Data START

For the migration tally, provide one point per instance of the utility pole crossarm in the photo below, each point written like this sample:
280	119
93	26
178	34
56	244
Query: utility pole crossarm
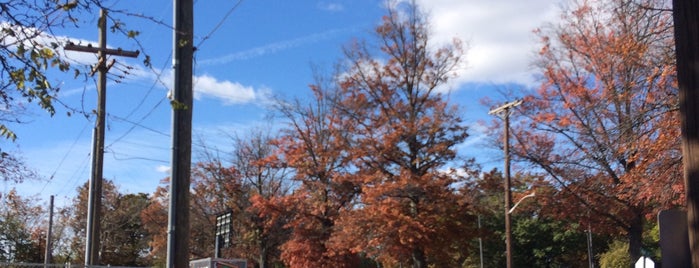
108	51
505	107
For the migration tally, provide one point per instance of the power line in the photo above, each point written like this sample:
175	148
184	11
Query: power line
219	24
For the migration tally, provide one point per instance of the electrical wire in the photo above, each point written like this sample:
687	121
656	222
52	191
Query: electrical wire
219	24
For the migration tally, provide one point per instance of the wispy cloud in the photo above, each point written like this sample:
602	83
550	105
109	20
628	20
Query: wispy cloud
227	91
273	47
331	6
499	34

Data END

_What the task requires:_ Within the material above, please work out how many lines contain the word "instance" and give that number by itself.

_Written solution:_ 4